Dataset entries:
────────
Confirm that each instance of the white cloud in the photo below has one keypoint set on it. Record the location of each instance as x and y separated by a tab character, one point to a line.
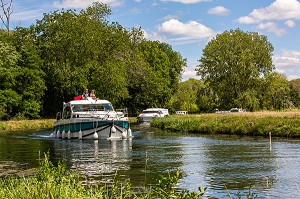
168	17
154	36
84	3
290	23
278	10
189	72
191	30
185	1
219	10
271	27
288	62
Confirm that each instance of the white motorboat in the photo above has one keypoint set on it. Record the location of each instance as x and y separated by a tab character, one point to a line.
150	113
91	119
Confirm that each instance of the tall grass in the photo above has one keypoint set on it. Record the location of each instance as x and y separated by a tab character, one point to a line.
14	125
57	182
281	124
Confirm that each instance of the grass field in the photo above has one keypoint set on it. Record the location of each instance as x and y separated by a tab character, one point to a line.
280	124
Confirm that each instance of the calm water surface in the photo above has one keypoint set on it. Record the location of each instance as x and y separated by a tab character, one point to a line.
226	165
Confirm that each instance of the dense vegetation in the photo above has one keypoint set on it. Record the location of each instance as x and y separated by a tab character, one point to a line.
52	61
57	182
67	51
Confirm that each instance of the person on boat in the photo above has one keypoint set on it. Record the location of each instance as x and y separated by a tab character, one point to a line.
92	95
85	94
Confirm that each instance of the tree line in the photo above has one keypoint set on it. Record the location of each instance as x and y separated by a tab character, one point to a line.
66	51
236	70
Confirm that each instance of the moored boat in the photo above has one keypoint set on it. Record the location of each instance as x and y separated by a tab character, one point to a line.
91	119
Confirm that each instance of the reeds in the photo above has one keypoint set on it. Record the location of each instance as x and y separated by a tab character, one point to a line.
58	182
14	125
280	124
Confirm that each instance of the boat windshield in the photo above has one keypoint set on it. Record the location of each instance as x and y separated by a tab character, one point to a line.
92	107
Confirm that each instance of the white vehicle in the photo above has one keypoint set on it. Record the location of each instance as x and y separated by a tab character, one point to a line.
150	113
236	110
91	119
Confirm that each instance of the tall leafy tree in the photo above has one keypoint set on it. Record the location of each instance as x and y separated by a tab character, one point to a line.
81	50
233	63
9	70
30	81
276	92
295	92
185	98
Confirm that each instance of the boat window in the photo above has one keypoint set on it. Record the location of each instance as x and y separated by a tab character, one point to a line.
159	112
92	107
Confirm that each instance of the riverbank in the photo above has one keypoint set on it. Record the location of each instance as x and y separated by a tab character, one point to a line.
59	182
15	125
280	124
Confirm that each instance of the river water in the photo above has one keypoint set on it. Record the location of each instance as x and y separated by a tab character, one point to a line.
226	165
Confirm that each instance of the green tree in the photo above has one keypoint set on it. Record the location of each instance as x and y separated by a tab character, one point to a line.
159	74
9	98
233	63
295	92
82	50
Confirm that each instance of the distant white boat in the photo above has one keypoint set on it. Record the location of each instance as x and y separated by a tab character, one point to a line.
150	113
91	119
181	112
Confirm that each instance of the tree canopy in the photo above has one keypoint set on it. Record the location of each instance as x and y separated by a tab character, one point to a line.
67	51
234	63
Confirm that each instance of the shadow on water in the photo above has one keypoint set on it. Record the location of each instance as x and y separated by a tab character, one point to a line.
226	165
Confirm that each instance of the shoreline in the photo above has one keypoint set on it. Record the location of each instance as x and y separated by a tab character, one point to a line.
279	124
16	125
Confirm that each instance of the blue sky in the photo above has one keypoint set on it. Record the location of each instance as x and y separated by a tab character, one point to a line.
187	25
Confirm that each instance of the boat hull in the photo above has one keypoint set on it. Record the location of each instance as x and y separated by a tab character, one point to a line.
91	129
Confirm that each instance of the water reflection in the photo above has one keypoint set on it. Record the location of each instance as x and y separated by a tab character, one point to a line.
96	158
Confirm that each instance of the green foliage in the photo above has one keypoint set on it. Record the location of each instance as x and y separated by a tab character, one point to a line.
234	62
236	124
186	96
295	92
276	91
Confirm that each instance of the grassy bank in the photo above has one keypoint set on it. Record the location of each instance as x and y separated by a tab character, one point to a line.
280	124
14	125
58	182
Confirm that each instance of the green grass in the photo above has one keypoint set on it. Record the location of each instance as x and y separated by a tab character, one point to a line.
57	182
280	124
14	125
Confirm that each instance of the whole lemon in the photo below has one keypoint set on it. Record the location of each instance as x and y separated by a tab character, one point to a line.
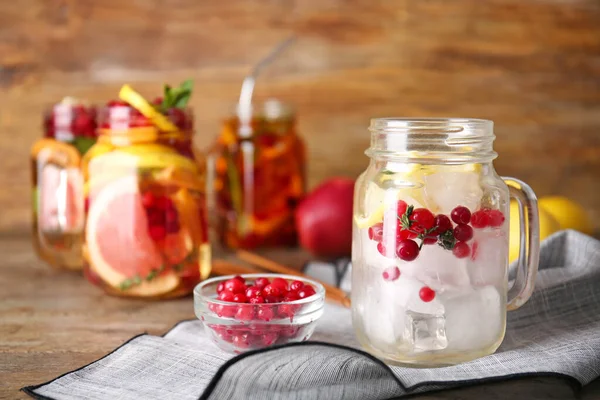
────────
Output each line of the records exactly. Any picture is skipped.

Confirm that each instance of the white cloud in the photo below has one keypoint set on it. Record the location of each instance as x and y separated by a tab character, one point to a line.
168	17
154	36
84	3
290	23
278	10
189	72
191	30
185	1
219	10
271	27
288	62
Confirm that each instance of the white motorboat in the photo above has one keypoint set on it. Record the location of each instance as x and y separated by a tab character, one point to a line.
150	113
91	119
Confirm that each instance of the tall grass in the photo above has one keypoint set on it. Record the location of each instance as x and y separated by a tab character, one point to a line.
14	125
57	182
281	124
Confirm that each instance of the grass field in the photo above has one keypoint set on it. Record the location of each instance as x and y separated by a tab character, one point to a line.
280	124
Confirm that each instance of the calm water surface in the photo above has one keypoint set on it. Record the location of each instance as x and y separated by a tab character, one point to a line.
226	165
Confirm that each instance of the dense vegetation in the photo above has one keypoint set on it. Record the location of each instance as x and y separated by a tab character, one point to a line.
52	61
57	182
67	51
Confirm that each instance of the person on boat in the photo above has one keypoint set on it. Record the location of each instance as x and y separated by a tab character, one point to a line.
92	95
85	94
Confirm that each instance of the tree line in the photo above has one keypoint set on it. Record the location of each instance as x and y separated by a tab character, one point to a line.
66	51
236	70
Confirm that each instance of the moored boat in the photo above has one keypoint set on it. Record the location of each instance as x and y separated by a tab character, one point to a line.
91	119
Confirm that each instance of the reeds in the photo above has one keypoint set on it. Record the location of each instance as x and y separated by a tab character, one point to a line.
58	182
14	125
280	124
Confirm that each instance of the boat windshield in the photo above has one keypoint set on it. Record the location of each instance as x and y separated by a tab character, one point to a line.
92	107
Confirm that each instance of the white vehicle in the photo above has one keypoint set on it. Record the location of each instance as x and y separated by a tab character, one point to a line.
150	113
236	110
91	119
Confirm that each instance of the tall leafy tree in the photo above has one keypoint set on it. Record the location of each instance as x and y separated by a tab character, one point to a line.
81	50
233	63
9	70
30	81
276	92
295	92
185	98
Confirm that each instance of the boat window in the photo above has one keypoint set on it. Record the location of each instance as x and y separated by a tab character, one point to a line.
159	112
92	107
Confirm that each instance of the riverbank in the photo above has one keypoint set on it. Record the location of each instance as x and y separated by a tab character, one point to a line.
59	182
15	125
280	124
Confirm that each instance of the river water in the photo above has one keypoint set on it. Record the location of each instance as x and y separated by a tab character, one point to a line.
226	165
Confirm that each instance of the green tree in the photo above has one keypoint set on it. Record the location of each instance as x and y separated by a tab character, one point to a line.
159	74
9	98
233	63
295	92
82	50
Confirm that each instance of the distant white boat in the photo above has one keypoint set on it. Record the location of each instance as x and y separated by a tab character, one point to a line.
150	113
91	119
181	112
Confirm that each instance of the tree canopy in the photo above has one keypoint set on it. Record the location of each instance as x and y separated by a tab character, one point to a line.
67	51
234	63
Confirm that each instance of the shadow on water in the photo above has one keypoint set on it. Record the location of each instance as x and y separated by a tab character, one point to a line.
226	165
Confirm that each instance of the shoreline in the photo above has one keypoint set on it. Record the location of each instance as x and y separated by a tab character, one point to a line.
279	124
16	125
Confirm that each instance of the blue sky in the photo above has one keypoint set on it. Record the location of each instance as x and y separated by a tab character, one point to a line.
187	25
Confirm that each instance of the boat hull in the photo above has one keypoint set on it. Record the location of each instance as x and y separated by a tab character, one point to a line.
91	129
Confirm that each instance of the water reflection in the photo above has one keypoint set on it. Record the location of each instance as x and y separated by a tab character, one point to a line.
96	158
Confirm that each instance of the green foliage in the photo above has one keypoint set on it. Record the location of each instance as x and y separated by a tab character, one point to a line.
234	62
236	124
186	96
295	92
276	91
Confirm that each instance of the grassy bank in the photo above has one keypoint set on it. Record the location of each instance as x and y separated by a tab character, one point to a line.
280	124
14	125
58	182
Confirm that each instance of the green grass in the photo above has one keypoint set on it. Record the location of each instance as x and y separated by a tab character, one point to a line.
57	182
280	124
14	125
Confirm that each instance of the whole lemon in the photo below has one keypoint set on it. Record the location of each instance as x and y separated by a tab character, one point to a line.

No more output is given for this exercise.